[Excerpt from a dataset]

☆ ☆ ☆ ☆ ☆

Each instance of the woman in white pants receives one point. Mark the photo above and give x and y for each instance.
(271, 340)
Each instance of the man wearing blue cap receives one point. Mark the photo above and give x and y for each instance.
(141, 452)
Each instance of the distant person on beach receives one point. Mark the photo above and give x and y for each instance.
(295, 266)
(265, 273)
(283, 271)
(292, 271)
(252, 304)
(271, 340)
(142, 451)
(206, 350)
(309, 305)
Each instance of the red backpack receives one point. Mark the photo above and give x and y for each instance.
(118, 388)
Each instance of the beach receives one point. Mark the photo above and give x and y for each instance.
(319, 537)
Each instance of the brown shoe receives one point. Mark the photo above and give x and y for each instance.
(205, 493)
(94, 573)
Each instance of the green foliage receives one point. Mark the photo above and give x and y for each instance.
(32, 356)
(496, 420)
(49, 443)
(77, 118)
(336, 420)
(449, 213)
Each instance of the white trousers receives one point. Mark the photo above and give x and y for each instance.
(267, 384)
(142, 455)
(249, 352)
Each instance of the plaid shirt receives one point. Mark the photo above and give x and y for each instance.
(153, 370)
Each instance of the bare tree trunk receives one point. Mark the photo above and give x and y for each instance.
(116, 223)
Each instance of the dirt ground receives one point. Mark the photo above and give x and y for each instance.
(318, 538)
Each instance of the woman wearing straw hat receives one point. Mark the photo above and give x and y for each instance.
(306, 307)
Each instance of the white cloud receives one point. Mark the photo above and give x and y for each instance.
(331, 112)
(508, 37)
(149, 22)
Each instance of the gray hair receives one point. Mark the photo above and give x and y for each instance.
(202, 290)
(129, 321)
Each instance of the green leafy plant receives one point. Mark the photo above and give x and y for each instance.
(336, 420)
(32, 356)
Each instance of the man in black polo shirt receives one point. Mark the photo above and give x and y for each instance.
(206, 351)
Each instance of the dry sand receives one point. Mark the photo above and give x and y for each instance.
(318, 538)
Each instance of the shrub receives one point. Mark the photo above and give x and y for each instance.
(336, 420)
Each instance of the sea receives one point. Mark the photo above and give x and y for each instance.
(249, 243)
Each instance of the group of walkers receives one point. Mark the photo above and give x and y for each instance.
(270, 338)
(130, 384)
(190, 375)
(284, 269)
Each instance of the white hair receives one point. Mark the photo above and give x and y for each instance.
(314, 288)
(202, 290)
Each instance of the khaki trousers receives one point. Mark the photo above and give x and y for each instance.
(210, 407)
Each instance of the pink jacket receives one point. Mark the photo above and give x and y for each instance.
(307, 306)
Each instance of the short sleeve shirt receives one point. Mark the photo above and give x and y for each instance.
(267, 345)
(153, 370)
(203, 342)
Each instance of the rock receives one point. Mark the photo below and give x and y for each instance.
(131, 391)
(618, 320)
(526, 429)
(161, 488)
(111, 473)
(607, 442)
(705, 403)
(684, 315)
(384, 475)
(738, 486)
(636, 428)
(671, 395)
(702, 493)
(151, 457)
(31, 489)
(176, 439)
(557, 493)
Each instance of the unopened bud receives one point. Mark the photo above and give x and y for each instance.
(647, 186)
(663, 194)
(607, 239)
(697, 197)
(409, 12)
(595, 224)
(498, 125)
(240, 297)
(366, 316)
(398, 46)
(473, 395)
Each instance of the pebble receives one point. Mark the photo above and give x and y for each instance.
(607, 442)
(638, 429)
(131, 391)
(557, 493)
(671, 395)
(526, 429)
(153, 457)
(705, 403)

☆ ☆ ☆ ☆ ☆

> _Exercise description_
Convert the items above into a two-column CSV with the headers "prompt" and "reply". Begin at the line that has "Each instance of the pebble" and stop after the last item. Give one row per item, with its text and its answer each in a single quoted field and any line breaks replaced by spaces.

> _Written answer_
prompt,reply
"Each instance of the pebble receives one point. Mark the photo above and give x and y for each instance.","(607, 442) (638, 429) (131, 391) (557, 493) (671, 395) (526, 429) (153, 457) (705, 403)"